(空间标注记录)
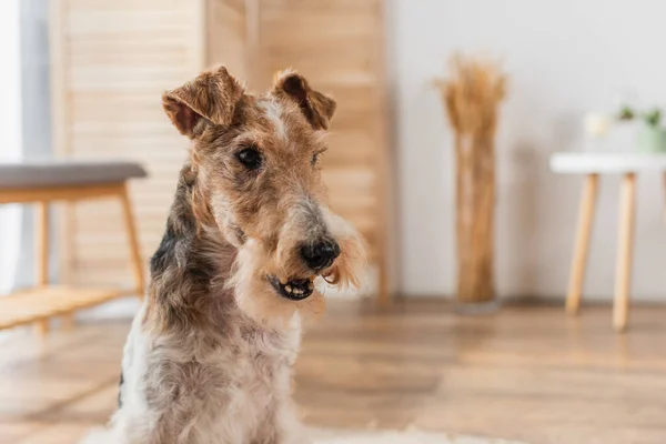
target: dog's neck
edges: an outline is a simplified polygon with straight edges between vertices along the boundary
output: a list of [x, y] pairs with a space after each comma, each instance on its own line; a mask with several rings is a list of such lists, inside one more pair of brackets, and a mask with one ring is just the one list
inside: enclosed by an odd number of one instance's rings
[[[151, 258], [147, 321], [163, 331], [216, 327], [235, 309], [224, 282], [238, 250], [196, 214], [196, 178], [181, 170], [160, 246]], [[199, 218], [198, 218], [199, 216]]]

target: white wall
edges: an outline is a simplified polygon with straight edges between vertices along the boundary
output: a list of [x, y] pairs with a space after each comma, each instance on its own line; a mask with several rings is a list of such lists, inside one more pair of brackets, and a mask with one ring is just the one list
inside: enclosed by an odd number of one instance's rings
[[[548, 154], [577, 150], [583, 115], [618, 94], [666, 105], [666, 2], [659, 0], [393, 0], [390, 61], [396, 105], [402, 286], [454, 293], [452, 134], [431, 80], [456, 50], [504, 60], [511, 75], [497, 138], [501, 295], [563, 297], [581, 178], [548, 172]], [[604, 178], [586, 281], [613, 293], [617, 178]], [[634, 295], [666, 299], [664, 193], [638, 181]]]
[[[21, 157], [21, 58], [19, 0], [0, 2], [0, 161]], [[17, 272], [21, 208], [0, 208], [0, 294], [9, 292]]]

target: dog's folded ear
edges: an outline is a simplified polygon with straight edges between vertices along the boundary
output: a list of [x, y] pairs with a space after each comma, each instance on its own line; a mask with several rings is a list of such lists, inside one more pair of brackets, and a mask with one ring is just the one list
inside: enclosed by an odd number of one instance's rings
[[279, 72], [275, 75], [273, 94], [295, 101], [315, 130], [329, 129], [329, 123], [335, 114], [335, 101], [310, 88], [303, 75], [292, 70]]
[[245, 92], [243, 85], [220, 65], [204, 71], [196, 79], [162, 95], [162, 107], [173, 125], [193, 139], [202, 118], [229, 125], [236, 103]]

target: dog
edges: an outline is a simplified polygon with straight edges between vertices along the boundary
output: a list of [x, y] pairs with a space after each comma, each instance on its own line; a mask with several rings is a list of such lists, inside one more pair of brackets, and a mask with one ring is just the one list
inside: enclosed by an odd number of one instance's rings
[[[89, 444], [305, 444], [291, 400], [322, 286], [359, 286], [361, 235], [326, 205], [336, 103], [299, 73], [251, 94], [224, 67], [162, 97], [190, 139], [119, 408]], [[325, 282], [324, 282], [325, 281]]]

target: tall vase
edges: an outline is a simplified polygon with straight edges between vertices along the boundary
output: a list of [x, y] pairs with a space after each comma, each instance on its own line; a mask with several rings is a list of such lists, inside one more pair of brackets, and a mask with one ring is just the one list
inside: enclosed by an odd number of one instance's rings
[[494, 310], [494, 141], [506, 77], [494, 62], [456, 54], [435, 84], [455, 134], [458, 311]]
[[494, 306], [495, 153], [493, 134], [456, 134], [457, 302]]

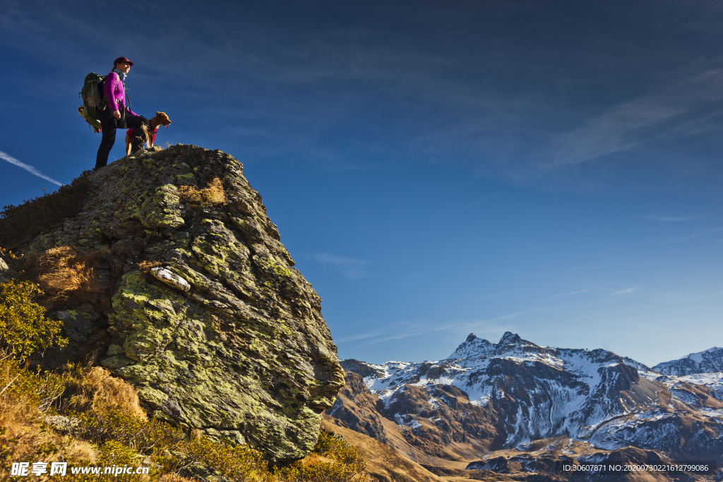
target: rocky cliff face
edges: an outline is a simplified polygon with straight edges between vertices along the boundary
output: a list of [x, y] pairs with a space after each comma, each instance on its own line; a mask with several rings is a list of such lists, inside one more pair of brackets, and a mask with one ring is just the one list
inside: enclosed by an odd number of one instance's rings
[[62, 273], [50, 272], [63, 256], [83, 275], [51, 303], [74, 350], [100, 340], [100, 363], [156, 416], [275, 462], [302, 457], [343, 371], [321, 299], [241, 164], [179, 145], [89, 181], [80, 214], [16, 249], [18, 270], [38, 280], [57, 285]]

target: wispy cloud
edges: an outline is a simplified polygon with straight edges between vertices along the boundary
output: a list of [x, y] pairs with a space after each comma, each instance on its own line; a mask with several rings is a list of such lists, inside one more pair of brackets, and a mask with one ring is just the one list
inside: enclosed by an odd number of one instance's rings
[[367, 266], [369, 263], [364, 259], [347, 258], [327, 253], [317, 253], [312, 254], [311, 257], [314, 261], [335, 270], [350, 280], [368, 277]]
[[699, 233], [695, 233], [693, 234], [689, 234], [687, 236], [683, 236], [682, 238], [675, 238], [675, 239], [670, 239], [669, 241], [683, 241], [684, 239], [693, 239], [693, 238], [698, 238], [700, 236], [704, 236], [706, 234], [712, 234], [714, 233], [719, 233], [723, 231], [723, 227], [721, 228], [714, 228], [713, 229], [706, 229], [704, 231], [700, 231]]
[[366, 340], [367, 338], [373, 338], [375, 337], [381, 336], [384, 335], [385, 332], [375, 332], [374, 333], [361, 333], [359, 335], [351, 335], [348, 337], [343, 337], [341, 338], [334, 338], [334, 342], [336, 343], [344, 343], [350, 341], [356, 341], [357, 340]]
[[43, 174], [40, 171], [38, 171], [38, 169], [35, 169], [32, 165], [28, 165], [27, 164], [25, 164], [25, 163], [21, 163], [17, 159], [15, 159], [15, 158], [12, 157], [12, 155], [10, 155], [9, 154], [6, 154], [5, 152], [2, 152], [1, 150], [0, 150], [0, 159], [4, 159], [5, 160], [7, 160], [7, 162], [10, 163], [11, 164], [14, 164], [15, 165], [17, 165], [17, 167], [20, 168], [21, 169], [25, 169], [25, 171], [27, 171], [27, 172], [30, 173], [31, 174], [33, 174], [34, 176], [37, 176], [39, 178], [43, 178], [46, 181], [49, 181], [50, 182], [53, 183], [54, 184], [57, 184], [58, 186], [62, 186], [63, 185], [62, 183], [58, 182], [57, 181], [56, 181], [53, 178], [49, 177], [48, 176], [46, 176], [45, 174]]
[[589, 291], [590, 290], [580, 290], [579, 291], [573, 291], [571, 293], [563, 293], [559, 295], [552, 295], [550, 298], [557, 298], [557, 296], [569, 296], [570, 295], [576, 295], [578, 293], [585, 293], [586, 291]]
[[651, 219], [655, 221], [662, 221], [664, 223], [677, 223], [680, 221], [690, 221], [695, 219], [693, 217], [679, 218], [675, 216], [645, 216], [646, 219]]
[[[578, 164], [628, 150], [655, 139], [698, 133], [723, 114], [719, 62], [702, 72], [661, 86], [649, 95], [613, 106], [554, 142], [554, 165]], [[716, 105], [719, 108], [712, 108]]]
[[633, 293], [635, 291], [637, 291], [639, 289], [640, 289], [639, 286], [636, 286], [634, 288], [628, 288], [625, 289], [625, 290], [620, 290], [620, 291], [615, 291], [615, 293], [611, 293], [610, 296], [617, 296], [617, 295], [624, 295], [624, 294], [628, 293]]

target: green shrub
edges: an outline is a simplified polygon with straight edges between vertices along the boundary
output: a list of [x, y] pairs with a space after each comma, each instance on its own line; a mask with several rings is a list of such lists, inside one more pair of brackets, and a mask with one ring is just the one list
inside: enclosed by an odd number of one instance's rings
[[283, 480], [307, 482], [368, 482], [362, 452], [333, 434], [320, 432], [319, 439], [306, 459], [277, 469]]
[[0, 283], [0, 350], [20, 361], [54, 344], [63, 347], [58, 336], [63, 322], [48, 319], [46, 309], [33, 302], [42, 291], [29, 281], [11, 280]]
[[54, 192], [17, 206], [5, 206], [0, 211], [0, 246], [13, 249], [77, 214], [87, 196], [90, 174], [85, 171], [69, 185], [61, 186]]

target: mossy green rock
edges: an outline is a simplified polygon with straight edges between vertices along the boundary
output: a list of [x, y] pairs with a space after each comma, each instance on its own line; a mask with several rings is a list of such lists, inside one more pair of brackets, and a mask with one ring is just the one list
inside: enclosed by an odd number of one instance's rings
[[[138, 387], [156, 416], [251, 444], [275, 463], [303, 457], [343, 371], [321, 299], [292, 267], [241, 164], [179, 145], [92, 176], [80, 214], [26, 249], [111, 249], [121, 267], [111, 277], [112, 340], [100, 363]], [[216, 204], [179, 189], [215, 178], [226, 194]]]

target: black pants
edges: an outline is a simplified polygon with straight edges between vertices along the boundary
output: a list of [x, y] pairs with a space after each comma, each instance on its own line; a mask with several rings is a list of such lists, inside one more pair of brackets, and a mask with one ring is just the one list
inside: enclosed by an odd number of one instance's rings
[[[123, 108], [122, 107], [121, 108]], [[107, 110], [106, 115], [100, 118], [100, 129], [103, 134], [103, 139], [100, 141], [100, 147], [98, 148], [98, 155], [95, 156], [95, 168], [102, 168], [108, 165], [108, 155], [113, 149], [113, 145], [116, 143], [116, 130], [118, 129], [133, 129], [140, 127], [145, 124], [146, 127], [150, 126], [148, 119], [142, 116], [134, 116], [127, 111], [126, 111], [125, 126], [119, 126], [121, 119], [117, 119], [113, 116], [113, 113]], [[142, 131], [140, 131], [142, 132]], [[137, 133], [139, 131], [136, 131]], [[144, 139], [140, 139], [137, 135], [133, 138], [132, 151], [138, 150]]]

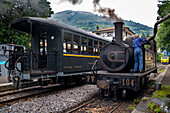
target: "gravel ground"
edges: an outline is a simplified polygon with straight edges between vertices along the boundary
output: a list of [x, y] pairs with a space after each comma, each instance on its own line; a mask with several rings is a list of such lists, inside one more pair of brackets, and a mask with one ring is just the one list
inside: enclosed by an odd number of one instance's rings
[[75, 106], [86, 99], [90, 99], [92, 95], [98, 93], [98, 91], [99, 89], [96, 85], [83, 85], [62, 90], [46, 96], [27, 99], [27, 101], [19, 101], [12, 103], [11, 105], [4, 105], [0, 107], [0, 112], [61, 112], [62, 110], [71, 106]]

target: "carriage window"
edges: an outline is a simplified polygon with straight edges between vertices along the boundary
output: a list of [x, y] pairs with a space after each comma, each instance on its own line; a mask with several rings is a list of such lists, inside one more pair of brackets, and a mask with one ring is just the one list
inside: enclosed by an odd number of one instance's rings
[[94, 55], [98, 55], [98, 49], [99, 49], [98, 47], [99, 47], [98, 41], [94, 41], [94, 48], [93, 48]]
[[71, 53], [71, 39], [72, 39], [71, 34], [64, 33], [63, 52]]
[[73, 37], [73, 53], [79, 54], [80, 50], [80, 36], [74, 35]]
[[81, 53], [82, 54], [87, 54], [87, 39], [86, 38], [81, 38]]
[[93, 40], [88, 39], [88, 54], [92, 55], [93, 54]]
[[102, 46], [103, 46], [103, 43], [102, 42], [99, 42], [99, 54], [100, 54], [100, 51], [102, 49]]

任务要求 → 能否把这些记录从包含“target: white wall”的那一行开始，到包含“125], [236, 103]]”的那一行为止（首尾两行都算在内），逐行改写成编号列表，并略去其中的空行？

练习答案 →
1. target: white wall
2. edges: an outline is a simplified polygon with straight edges between vertices along the boundary
3. output: a list of [x, y] pairs with a space after each comma, each instance on its own line; a mask with several rings is a list of such lists, inside one more pair of brackets, and a mask with one ring is just the one list
4. inside: enclosed by an odd number of one instance's rings
5. [[[548, 154], [577, 150], [583, 115], [618, 94], [666, 105], [666, 2], [659, 0], [393, 0], [390, 61], [396, 105], [402, 286], [454, 293], [452, 134], [431, 80], [456, 50], [504, 60], [511, 75], [497, 138], [501, 295], [563, 297], [581, 178], [548, 172]], [[604, 178], [586, 281], [613, 293], [617, 178]], [[634, 295], [666, 299], [664, 193], [638, 181]]]
6. [[[21, 157], [21, 58], [19, 0], [0, 2], [0, 161]], [[17, 272], [21, 208], [0, 208], [0, 294], [9, 292]]]
7. target: dog's folded ear
8. edges: an outline is a simplified polygon with straight edges between vertices along the boundary
9. output: a list of [x, y] pairs with a space after each comma, each instance on its own line; a mask with several rings is a list of such lists, inside one more pair of brackets, and a mask with one ring is just the one list
10. inside: enclosed by an odd number of one instance's rings
11. [[279, 72], [275, 75], [273, 94], [295, 101], [315, 130], [329, 129], [329, 123], [335, 114], [335, 101], [310, 88], [303, 75], [292, 70]]
12. [[245, 92], [243, 85], [220, 65], [204, 71], [196, 79], [162, 95], [162, 107], [173, 125], [193, 139], [202, 118], [229, 125], [236, 103]]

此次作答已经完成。